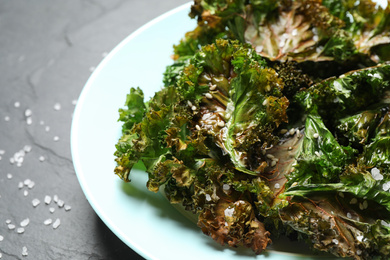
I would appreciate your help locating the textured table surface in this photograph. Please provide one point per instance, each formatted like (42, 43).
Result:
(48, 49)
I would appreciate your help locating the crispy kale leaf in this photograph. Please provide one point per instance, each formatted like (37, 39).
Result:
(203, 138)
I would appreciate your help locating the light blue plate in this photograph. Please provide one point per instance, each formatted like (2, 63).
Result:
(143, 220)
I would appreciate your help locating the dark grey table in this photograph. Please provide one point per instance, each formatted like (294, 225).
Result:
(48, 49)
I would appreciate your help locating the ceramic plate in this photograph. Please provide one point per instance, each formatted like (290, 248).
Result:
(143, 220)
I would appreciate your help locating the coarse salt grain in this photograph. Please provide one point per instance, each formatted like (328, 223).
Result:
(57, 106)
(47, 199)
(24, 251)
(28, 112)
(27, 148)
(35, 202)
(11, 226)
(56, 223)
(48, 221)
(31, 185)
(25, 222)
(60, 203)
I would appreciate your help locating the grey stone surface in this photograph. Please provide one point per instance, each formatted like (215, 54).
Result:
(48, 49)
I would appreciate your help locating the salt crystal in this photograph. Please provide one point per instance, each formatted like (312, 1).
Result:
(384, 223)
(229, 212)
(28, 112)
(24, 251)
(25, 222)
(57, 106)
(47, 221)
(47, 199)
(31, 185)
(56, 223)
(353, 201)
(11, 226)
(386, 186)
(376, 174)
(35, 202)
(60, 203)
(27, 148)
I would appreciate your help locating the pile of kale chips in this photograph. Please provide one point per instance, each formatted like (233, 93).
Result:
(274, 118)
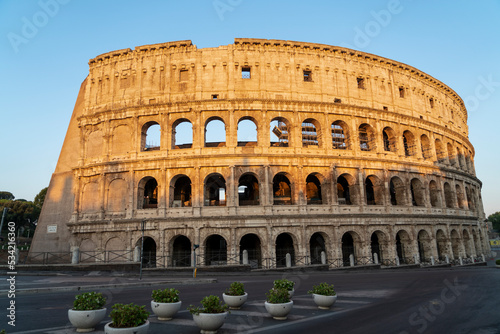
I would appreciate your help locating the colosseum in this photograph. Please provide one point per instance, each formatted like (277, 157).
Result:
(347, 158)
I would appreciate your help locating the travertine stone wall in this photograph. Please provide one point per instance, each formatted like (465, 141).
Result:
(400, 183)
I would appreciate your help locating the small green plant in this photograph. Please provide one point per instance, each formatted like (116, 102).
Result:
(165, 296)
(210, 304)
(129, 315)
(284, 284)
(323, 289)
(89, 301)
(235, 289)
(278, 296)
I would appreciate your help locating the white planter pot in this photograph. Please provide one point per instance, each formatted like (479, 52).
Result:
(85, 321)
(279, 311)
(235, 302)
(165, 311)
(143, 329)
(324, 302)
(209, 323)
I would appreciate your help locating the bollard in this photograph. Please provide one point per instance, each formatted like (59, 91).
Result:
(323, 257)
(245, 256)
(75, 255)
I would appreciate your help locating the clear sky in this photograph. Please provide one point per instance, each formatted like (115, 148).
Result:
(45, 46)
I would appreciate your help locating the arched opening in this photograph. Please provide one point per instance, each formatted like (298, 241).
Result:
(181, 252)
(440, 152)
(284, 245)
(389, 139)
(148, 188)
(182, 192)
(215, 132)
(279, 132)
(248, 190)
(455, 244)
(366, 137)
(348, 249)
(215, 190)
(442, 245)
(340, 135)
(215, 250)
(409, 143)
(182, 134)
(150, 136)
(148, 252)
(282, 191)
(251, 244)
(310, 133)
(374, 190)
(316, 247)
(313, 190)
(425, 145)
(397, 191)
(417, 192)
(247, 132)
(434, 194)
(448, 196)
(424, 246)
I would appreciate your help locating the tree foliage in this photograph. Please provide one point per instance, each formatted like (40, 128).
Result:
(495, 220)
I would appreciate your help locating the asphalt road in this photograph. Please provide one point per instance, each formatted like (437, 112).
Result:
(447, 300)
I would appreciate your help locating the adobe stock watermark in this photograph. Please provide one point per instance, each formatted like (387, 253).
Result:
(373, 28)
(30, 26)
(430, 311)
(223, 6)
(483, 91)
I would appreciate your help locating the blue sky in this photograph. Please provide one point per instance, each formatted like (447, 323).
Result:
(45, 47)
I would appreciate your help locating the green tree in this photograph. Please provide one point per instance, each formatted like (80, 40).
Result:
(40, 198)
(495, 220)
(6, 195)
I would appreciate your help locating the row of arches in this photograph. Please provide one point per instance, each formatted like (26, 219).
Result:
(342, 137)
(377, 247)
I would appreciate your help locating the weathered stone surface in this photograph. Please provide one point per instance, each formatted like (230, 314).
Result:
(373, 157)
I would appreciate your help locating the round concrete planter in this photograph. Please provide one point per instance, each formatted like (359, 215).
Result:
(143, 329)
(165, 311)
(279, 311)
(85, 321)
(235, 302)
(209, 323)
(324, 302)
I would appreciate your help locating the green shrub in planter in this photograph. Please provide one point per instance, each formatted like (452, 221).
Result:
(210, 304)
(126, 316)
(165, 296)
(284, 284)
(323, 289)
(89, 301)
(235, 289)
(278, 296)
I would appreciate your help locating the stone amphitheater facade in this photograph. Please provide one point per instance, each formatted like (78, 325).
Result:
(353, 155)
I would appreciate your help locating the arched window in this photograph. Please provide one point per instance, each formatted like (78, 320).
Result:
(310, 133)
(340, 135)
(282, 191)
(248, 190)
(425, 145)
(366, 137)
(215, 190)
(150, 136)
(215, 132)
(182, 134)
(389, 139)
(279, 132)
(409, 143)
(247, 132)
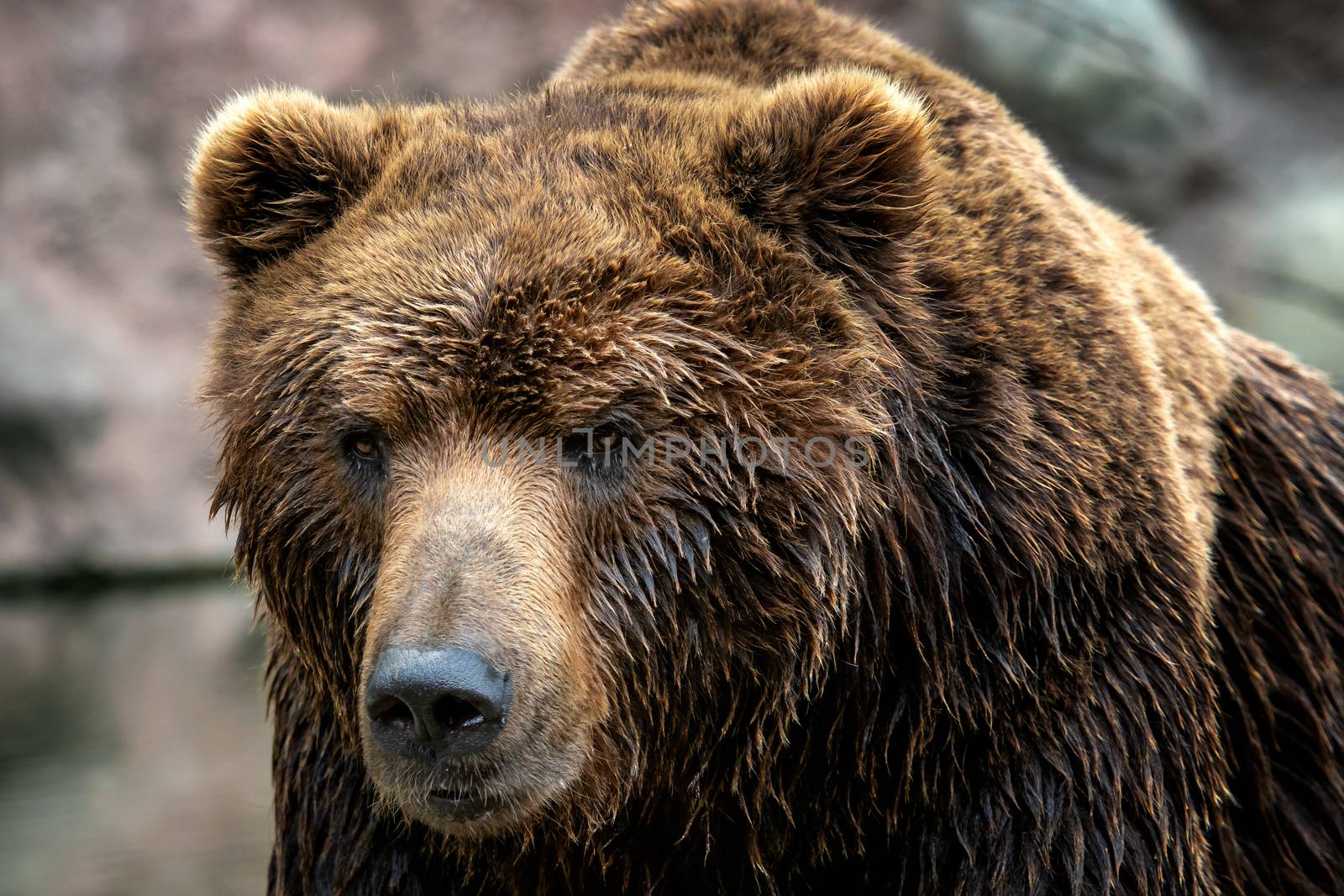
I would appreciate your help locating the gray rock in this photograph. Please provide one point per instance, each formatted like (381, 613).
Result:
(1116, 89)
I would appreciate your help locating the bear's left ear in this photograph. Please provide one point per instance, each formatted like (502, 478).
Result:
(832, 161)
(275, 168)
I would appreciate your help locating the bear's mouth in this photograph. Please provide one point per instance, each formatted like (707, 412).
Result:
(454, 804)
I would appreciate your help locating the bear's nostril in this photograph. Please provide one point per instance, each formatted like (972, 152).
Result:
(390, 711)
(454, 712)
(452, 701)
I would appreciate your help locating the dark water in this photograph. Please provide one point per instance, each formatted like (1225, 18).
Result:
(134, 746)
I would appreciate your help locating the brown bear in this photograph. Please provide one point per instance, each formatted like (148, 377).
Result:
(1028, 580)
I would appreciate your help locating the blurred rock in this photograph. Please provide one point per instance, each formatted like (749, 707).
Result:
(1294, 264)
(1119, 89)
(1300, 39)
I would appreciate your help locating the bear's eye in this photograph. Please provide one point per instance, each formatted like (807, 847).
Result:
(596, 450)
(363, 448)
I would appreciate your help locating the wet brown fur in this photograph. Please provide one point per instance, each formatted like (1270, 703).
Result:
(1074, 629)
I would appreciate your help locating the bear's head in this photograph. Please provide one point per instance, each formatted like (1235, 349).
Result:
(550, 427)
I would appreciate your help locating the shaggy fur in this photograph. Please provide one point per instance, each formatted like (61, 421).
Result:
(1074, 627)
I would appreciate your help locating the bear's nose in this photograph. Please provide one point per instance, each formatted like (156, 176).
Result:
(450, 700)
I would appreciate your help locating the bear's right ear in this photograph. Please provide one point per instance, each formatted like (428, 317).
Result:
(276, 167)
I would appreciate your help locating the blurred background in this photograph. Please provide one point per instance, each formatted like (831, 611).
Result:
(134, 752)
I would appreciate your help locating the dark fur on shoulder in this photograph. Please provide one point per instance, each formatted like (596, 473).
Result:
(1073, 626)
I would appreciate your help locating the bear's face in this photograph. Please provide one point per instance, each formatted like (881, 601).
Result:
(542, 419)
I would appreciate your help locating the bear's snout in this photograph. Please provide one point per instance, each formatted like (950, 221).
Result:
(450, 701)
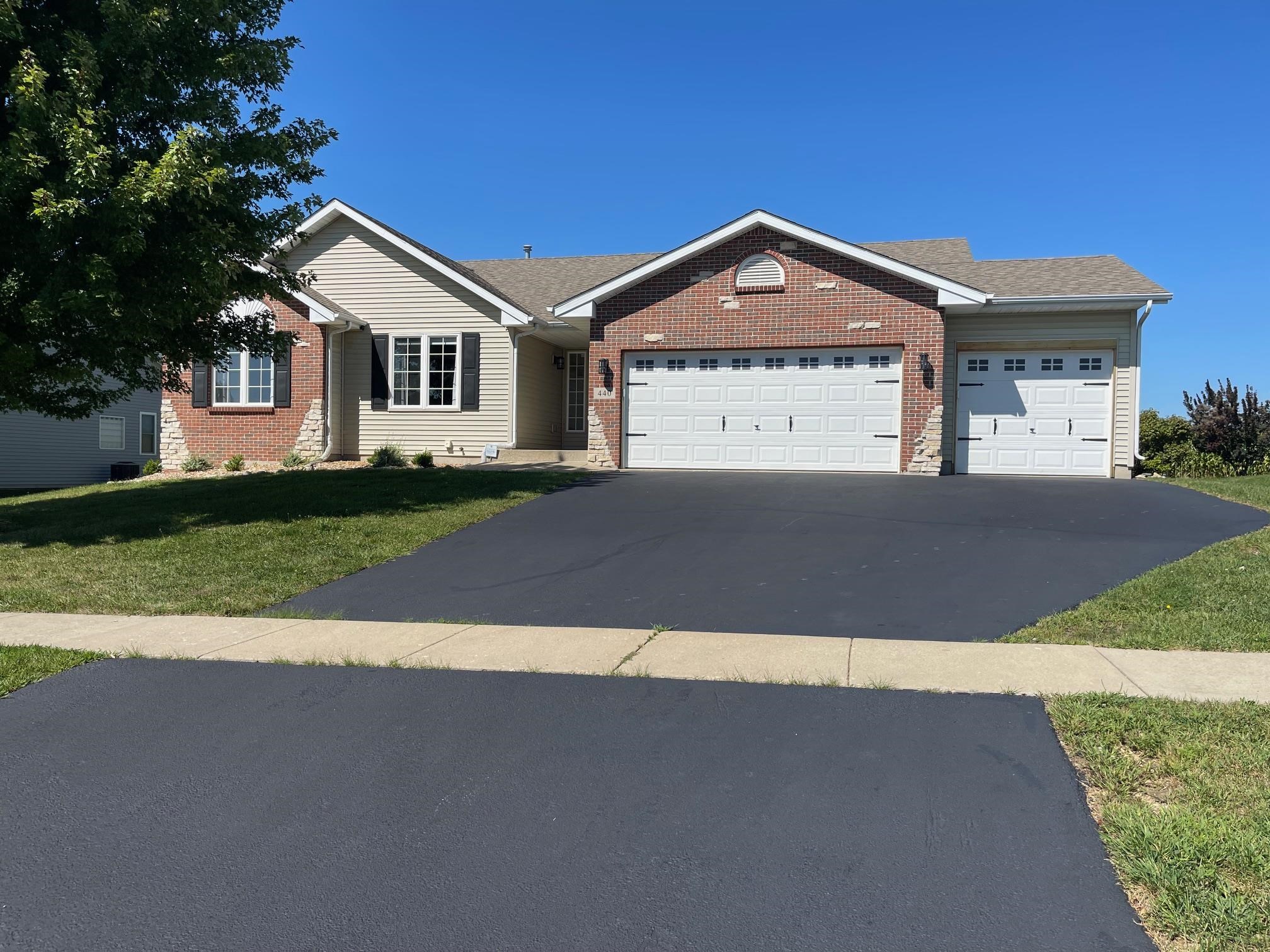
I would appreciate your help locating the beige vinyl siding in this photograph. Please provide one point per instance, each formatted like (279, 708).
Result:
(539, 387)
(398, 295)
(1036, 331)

---+---

▸ **Problem**
Please copy the lines from the one containing "I would appreciate your help locating the bear's snout" through the end of the lines above, inclusive, and offset each answer coordinate by adding 99 while leaving all other text unchanged. Leave the pictures out.

▸ **Expected answer**
I would appreciate your help locating the bear's snout in this photograph. Please provide one point per instance, each formatted like (950, 221).
Result:
(549, 800)
I would appreciate your help locating the beige vinyl siding in this photograph. Please provide one point per instance, each formatted like (279, 708).
Result:
(638, 486)
(497, 394)
(1135, 430)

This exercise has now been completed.